Exercise prompt:
Below are lines of data, and only some are wanted. Please repeat exactly those from the line that has "Target: wooden window frame" through the line that has "Mark the decorative brickwork with a point.".

>>>>>

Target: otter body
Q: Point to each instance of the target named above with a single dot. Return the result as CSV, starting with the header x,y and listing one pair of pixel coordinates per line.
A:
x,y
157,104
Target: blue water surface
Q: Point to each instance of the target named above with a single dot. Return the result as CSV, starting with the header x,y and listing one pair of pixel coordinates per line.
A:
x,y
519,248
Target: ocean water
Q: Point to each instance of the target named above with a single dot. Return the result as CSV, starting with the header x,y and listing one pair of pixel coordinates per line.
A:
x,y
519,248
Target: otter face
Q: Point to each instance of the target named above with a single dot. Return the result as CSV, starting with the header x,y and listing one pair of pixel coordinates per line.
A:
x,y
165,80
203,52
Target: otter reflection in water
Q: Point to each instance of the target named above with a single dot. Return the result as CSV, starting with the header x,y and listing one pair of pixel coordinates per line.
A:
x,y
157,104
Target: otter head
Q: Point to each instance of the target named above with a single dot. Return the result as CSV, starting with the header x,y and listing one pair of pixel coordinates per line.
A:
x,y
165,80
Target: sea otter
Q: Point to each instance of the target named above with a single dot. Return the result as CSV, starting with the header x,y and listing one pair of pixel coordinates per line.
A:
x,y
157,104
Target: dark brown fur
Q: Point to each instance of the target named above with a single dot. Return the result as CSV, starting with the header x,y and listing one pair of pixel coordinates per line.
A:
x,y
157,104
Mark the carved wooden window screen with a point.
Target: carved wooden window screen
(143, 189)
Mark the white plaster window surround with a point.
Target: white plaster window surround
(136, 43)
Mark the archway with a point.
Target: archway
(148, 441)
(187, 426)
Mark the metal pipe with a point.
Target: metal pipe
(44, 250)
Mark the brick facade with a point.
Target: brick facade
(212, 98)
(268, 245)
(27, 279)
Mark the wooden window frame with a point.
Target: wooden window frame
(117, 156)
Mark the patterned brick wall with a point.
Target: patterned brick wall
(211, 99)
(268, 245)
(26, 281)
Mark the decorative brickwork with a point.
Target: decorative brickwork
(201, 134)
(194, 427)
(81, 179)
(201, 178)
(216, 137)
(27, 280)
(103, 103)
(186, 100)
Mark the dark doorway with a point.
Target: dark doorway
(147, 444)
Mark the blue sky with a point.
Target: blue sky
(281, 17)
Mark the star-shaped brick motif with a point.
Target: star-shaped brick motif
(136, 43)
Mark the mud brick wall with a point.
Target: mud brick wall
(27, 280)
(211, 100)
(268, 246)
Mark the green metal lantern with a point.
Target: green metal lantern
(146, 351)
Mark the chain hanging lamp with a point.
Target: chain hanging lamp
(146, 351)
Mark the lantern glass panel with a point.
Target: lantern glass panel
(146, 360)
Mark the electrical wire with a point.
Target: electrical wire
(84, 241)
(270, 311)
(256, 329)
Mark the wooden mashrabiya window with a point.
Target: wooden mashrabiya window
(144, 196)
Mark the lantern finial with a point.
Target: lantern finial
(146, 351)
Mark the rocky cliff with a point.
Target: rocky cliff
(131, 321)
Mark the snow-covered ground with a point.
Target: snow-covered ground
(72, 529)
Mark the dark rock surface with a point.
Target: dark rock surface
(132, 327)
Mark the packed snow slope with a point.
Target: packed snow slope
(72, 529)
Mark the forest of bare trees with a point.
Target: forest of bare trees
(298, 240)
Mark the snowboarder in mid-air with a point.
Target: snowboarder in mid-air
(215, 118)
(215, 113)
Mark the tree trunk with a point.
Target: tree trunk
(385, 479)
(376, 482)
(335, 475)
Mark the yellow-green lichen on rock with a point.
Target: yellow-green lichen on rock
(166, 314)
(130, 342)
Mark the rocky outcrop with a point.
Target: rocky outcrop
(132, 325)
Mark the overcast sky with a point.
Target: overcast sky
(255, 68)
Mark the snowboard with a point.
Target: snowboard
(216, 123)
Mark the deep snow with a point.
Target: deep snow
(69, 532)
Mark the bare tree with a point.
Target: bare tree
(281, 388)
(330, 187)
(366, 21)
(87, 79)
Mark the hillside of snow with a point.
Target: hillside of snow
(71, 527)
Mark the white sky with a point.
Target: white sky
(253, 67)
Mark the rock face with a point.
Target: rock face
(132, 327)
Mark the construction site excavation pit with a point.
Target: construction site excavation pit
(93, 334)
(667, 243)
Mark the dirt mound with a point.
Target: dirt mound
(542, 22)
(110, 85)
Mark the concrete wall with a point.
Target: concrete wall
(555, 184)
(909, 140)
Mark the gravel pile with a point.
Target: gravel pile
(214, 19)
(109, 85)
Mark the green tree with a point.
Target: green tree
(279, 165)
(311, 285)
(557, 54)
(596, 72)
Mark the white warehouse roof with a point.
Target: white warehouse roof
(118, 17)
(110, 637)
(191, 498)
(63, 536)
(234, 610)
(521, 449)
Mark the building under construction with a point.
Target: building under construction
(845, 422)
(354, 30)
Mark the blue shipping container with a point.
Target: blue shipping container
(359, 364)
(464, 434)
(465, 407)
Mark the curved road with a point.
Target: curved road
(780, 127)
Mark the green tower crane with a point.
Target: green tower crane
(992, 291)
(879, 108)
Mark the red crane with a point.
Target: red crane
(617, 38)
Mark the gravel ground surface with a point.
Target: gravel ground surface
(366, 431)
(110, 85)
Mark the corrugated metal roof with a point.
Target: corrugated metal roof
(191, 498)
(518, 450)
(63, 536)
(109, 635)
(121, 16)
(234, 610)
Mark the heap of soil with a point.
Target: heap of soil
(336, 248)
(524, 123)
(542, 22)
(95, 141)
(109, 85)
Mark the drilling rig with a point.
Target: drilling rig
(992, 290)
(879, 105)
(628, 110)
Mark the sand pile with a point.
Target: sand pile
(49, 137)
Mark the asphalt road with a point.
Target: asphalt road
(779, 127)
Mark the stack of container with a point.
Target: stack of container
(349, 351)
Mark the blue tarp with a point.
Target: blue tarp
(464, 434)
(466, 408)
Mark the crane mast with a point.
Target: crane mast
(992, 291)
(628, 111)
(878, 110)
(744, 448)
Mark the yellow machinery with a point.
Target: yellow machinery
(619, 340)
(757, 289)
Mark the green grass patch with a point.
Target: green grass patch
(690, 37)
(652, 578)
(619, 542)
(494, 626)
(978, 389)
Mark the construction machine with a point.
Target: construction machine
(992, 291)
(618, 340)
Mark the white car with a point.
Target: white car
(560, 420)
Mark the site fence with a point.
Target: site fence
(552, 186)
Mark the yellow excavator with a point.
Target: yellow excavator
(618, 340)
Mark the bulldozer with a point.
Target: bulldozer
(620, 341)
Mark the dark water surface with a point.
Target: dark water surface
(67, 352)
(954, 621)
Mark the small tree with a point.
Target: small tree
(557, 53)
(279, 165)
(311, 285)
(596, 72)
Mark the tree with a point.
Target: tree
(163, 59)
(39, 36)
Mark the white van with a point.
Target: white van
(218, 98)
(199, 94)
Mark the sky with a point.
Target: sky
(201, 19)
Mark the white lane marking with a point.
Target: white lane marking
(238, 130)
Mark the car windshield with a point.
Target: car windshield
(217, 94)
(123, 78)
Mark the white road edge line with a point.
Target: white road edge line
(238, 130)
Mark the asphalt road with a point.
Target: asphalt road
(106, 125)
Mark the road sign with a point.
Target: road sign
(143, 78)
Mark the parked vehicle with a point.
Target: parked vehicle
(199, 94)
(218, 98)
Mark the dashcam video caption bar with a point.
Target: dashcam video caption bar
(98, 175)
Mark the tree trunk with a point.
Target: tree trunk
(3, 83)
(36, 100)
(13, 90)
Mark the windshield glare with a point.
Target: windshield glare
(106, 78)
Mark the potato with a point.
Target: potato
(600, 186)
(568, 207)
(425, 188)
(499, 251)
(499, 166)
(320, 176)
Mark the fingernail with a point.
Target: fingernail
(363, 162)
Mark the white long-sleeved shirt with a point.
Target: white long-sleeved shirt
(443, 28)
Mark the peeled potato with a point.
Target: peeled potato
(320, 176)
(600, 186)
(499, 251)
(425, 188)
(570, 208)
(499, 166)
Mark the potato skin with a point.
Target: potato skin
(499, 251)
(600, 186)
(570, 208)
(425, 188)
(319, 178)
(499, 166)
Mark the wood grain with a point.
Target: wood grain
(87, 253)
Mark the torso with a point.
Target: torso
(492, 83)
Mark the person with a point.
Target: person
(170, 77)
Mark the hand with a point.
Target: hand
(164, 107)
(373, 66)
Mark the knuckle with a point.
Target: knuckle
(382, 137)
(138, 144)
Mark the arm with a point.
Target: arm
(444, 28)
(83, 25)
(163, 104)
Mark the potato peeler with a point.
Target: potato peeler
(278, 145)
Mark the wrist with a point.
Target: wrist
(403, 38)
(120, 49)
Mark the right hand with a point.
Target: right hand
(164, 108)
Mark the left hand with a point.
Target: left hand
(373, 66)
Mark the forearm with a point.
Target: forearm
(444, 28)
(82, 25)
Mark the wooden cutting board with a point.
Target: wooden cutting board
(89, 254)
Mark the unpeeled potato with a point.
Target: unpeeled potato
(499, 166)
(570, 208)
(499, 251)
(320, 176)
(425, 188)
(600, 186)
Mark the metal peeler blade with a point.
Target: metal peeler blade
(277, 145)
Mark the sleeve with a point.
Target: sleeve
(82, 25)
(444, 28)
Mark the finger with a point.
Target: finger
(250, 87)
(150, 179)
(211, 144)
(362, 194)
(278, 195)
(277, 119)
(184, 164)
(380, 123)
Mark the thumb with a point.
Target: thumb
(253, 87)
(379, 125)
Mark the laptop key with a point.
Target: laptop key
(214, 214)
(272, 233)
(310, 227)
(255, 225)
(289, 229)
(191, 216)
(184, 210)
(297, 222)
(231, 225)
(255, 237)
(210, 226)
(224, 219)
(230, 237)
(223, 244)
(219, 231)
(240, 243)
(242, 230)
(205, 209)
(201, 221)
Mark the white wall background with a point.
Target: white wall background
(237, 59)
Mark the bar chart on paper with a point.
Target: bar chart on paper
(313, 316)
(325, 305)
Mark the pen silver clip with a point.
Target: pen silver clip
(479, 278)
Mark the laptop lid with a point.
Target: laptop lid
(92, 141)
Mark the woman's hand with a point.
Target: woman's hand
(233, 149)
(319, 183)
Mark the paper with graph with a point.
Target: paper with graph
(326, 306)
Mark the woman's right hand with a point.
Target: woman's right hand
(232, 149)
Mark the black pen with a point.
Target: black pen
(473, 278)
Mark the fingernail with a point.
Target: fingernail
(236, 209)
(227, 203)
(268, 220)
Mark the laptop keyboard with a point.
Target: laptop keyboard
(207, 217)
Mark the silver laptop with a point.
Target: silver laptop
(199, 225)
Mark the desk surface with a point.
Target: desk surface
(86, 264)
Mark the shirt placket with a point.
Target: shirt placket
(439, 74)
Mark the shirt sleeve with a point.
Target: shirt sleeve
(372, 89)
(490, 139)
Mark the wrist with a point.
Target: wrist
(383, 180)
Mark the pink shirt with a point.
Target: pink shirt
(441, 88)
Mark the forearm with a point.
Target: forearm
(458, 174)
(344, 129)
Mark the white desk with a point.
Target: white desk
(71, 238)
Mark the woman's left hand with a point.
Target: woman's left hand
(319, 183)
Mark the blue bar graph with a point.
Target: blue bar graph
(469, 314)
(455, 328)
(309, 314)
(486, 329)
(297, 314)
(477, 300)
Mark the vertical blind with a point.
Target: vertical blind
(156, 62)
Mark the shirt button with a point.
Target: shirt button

<<<<<

Output of the task:
Target: wooden window frame
(117, 156)
Mark the patterned brick wall with a point.
Target: patterned brick wall
(211, 99)
(268, 245)
(26, 281)
Mark the decorative brickwork with a point.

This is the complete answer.